▶ Lista de tareas:
1: Repite literalmente el fragmento del texto sobre el gobierno de Biden que empieza con las palabras que contienen "Desde el principio, Biden" y termina con "aplastar la recuperación.".
2: Escribe, por favor, la parte siguiente del texto sobre el gobierno de Biden, a partir de su última oración.

▶ Texto proporcionado:
La amenaza más grave no es el COVID-19, sino la posibilidad de que la maquinaria gubernamental chirriante de EE.UU. se derrumbe por completo. El trabajo más importante del presidente era restaurar cierta apariencia de unidad nacional y persuadir a los demócratas y republicanos para que trabajaran juntos. Si alguna vez lo intentó, no fue con la fuerza suficientemente. Últimamente parece estar calculando, no menos que Trump, que la desunión hará avanzar sus objetivos políticos.
Desde el principio, Biden ha cedido ante la izquierda progresista de su partido, su ala más enérgica, pero que está muy desconectada de gran parte del país y ve cualquier tipo de concesión como una capitulación. Esta alianza retrasó y casi acabó con un proyecto de ley de infraestructura muy necesario que tenía apoyo bipartidista. También impidió ajustes delicados al Plan de Rescate Estadounidense que se aprobó en marzo. Como ahora parece claro, esa medida de US$1.9 billones ayudó a impulsar el exceso de demanda y llevó la tasa de inflación al 7 % en diciembre, lo que enfrentó a la Reserva Federal con el desafío de endurecer la política monetaria sin aplastar la recuperación.
En cuanto al plan “Build Back Better” actualmente estancado, fue diseñado para reconciliar el deseo de los progresistas de otro programa fiscal “transformador” con dos promesas de Biden: que el gasto sería “pagado” y que los impuestos no aumentarían para la gran mayoría de los estadounidenses. Para lograrlo, la propuesta se basó en trucos presupuestarios tan extravagantes que marginó a los moderados en el propio partido del presidente. Una de las principales pérdidas si el proyecto de ley no llega a ninguna parte son los cientos de miles de millones en apoyo a la energía limpia y la reducción del carbono, un compromiso de suma importancia que debería haberse presentado como una iniciativa separada. De acuerdo con la mentalidad progresista, tenía que ser todo o nada: separar y priorizar dejaría que la crisis se desperdiciara.

▶ Material proporcionado:
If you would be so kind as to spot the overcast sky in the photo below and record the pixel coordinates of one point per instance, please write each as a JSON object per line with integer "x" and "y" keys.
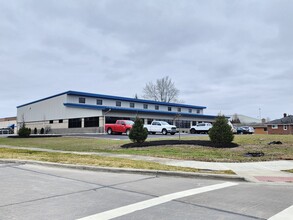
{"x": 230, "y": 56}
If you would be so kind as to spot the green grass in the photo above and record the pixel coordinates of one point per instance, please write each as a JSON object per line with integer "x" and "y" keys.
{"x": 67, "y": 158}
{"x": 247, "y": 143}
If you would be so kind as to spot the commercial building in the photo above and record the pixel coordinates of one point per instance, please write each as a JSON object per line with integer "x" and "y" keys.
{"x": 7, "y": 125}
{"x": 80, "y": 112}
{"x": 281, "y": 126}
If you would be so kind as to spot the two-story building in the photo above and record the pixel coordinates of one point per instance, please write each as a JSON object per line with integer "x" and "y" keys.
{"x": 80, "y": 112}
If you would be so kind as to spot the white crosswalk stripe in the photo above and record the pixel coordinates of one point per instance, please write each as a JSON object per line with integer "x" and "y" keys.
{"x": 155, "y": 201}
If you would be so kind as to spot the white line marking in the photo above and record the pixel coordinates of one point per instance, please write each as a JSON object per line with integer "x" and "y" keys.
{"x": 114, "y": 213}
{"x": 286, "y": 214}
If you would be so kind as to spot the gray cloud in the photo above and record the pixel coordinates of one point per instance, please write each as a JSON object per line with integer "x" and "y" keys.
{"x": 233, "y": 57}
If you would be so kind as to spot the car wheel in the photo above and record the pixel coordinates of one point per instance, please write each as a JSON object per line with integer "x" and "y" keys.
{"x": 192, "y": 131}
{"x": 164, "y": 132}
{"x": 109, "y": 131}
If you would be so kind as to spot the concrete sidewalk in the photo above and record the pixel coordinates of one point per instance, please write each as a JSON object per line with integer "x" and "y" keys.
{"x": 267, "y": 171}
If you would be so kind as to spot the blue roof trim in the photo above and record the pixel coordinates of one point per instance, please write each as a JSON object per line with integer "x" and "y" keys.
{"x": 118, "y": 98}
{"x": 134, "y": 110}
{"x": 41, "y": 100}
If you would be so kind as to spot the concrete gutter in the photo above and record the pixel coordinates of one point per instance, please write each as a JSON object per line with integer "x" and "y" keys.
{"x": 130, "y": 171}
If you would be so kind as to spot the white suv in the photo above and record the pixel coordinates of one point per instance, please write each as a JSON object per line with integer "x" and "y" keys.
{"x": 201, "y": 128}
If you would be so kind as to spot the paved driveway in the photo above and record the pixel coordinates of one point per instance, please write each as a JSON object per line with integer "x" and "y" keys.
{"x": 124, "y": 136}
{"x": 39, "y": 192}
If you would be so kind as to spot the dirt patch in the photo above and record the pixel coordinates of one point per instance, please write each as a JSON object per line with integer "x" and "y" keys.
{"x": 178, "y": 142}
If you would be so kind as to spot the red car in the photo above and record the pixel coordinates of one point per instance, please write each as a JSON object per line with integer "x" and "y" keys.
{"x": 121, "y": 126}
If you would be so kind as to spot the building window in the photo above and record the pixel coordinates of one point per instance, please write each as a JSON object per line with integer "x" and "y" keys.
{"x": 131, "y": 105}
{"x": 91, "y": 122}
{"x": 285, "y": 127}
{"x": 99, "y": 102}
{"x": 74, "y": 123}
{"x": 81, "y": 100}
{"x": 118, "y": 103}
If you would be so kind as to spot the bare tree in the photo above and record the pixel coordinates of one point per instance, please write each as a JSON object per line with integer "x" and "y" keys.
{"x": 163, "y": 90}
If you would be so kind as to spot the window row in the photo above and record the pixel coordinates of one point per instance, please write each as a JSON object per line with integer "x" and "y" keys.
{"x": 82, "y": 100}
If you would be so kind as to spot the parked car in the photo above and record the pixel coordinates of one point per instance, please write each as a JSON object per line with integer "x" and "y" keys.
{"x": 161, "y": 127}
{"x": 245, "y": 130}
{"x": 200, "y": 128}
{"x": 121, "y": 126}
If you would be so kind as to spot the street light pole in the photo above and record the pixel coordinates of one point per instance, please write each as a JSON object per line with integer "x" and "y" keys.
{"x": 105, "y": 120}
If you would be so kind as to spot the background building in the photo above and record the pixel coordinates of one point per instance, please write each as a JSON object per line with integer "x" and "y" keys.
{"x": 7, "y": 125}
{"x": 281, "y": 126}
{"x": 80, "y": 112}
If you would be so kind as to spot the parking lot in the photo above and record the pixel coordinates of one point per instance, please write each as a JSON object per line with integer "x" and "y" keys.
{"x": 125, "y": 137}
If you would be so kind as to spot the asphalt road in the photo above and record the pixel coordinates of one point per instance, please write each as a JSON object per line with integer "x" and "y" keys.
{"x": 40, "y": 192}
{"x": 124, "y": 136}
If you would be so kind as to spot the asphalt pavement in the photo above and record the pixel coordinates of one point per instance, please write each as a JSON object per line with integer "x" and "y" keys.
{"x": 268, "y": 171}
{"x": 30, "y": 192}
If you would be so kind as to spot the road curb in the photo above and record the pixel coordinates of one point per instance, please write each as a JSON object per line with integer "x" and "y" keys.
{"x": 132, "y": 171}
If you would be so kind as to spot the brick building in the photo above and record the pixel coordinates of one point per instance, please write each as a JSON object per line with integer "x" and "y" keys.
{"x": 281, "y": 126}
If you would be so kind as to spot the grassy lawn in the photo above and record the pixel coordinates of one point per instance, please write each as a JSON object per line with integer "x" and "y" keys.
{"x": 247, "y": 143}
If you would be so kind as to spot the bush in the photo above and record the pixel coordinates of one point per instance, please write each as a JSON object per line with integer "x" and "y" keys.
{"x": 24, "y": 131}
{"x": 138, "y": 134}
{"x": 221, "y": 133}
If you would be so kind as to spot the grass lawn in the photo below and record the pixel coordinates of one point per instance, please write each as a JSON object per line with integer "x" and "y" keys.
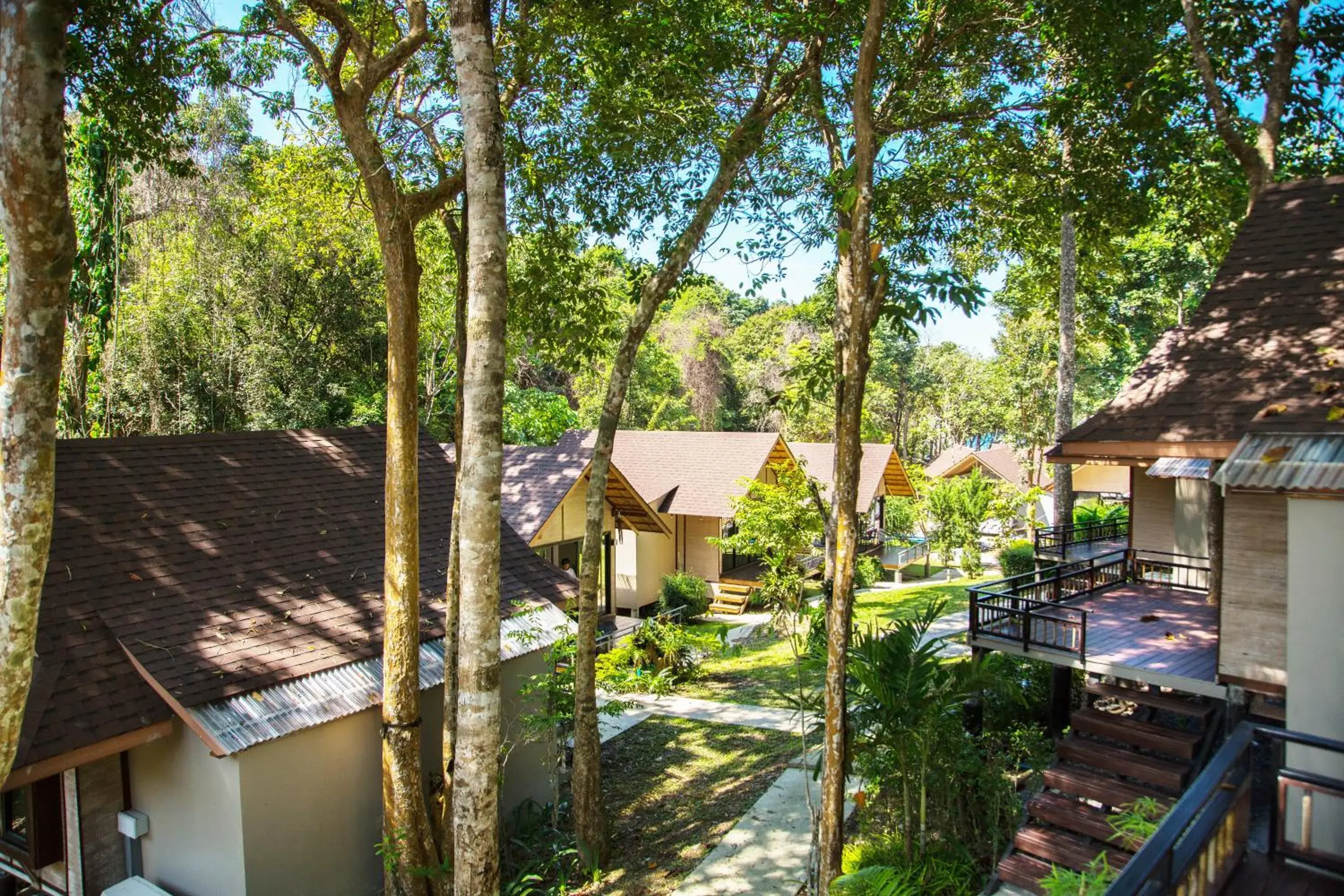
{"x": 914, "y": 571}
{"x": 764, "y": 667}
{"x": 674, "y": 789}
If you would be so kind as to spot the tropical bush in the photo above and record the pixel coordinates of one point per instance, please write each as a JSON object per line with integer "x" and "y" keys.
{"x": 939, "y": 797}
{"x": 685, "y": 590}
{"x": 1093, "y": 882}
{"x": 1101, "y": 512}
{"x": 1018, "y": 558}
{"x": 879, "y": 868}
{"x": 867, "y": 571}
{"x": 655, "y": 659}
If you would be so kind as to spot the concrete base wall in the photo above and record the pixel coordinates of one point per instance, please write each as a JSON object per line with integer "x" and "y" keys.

* * *

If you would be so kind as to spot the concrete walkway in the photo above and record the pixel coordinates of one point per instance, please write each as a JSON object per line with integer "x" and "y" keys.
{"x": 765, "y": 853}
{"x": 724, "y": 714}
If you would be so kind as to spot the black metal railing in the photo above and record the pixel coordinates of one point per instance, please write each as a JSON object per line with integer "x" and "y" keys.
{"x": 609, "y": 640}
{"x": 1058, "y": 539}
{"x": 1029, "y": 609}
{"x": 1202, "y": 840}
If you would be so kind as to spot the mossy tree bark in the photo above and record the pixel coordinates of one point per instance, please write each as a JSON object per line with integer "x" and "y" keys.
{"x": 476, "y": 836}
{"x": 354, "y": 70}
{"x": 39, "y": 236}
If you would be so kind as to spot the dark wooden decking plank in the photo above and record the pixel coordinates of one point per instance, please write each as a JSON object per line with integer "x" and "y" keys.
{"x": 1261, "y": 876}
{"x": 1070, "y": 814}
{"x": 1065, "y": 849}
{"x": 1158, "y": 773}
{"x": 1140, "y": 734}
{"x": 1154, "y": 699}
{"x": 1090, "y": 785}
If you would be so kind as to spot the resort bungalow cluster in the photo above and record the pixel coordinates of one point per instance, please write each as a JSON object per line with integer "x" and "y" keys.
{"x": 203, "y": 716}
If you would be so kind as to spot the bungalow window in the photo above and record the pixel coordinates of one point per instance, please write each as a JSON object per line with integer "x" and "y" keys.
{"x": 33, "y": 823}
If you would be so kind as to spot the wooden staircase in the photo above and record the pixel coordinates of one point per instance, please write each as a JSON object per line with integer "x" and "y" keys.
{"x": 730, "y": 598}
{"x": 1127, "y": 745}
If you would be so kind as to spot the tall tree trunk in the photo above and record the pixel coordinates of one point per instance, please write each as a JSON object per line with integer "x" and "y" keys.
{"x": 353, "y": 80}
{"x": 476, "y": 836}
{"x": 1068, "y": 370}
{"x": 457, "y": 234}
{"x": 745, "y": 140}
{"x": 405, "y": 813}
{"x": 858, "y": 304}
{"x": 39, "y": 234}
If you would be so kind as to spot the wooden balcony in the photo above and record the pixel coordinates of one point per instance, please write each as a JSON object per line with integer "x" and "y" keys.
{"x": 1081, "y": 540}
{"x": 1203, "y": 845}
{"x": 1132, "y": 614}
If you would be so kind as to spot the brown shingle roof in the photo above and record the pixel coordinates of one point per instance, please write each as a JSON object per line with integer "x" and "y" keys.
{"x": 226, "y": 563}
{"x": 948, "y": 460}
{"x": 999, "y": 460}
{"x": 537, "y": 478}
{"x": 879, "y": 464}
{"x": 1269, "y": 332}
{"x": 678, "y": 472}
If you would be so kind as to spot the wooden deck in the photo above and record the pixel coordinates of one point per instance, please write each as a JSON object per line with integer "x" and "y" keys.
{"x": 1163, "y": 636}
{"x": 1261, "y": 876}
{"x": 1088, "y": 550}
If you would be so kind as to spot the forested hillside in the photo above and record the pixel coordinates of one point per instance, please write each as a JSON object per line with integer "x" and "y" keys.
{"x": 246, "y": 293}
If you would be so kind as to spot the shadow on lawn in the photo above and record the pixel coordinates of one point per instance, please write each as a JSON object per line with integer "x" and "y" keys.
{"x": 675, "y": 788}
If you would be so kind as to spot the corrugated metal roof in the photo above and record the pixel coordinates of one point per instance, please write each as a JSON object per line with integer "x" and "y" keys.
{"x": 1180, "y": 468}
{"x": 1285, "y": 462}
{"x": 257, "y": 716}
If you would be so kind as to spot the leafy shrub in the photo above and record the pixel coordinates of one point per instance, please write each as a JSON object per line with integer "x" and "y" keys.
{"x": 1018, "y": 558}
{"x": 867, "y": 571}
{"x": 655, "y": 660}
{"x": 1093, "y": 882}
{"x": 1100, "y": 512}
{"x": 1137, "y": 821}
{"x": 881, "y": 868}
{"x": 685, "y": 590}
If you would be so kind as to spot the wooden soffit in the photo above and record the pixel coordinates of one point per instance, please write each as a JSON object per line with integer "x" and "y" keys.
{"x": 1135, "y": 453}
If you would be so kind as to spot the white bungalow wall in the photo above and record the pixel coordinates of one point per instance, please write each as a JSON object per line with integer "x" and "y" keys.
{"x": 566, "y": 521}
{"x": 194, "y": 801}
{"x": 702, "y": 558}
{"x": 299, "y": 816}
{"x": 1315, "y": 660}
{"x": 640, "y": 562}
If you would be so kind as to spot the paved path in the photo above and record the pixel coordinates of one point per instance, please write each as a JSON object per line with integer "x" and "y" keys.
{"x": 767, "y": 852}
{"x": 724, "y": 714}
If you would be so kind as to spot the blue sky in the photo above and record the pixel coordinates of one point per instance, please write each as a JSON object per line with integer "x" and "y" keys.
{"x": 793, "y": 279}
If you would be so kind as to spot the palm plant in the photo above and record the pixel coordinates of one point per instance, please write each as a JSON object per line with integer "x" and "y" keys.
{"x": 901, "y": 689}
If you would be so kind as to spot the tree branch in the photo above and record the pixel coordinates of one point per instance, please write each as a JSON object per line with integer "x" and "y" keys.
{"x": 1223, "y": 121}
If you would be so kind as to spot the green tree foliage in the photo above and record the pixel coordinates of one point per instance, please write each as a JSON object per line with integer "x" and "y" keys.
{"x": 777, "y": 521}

▶ Lista de respuestas:
1:
Desde el principio, Biden ha cedido ante la izquierda progresista de su partido, su ala más enérgica, pero que está muy desconectada de gran parte del país y ve cualquier tipo de concesión como una capitulación. Esta alianza retrasó y casi acabó con un proyecto de ley de infraestructura muy necesario que tenía apoyo bipartidista. También impidió ajustes delicados al Plan de Rescate Estadounidense que se aprobó en marzo. Como ahora parece claro, esa medida de US$1.9 billones ayudó a impulsar el exceso de demanda y llevó la tasa de inflación al 7 % en diciembre, lo que enfrentó a la Reserva Federal con el desafío de endurecer la política monetaria sin aplastar la recuperación.

2:
Hablando en una conferencia de prensa el miércoles, Biden dijo que ahora estaba claro que el plan debía dividirse en partes más pequeñas que pudieran obtener el apoyo necesario en el Congreso. Eso es alentador. No es demasiado tarde para salvar partes de su programa.
Ambas medidas fiscales se vieron empañadas, además, por una condescendencia reflexiva hacia los sindicatos, lo que agregó costos inmensos y socavó los propios objetivos del presidente. La alianza de Biden con los sindicatos de maestros también encubrió los cierres de escuelas imprudentes que dañaron a los estudiantes, abrumaron a los padres y crearon una gran responsabilidad política.
El guiño a la izquierda más reciente del presidente es el más alarmante. Su discurso de la semana pasada en Atlanta defendió las reformas de la ley electoral de una manera que podría haber sido calculada para eliminar cualquier posibilidad de cooperación futura entre partidos. Las personas razonables pueden estar en desacuerdo sobre la mejor manera de facilitar el acceso a la votación mientras se protege la seguridad de la papeleta. Pero calificar a los opositores de las propuestas como enemigos de la democracia y defensores de las leyes “Jim Crow 2.0″, como lo hizo el presidente, es inapropiado y contraproducente: ¿Cómo puede Biden imaginar que tal retórica hace más probable alcanzar un acuerdo?
Tras un año en el cargo, el presidente debe recordar que prometió dejar atrás la política venenosa de Trump y comenzar a sanar las divisiones del país. Por eso fue elegido y no hay tarea más importante. Significa resistir el llamado de la izquierda dura. También significa hablarle a la gente en medio de un país agotado y desalentado. El miércoles también dijo que haría eso y prometió viajar más para explicar sus propuestas y presentar sus argumentos. Con suerte, eso podría ayudarlo a recuperar el terreno que ha perdido entre los votantes, especialmente si se toma el tiempo para escuchar además de hablar.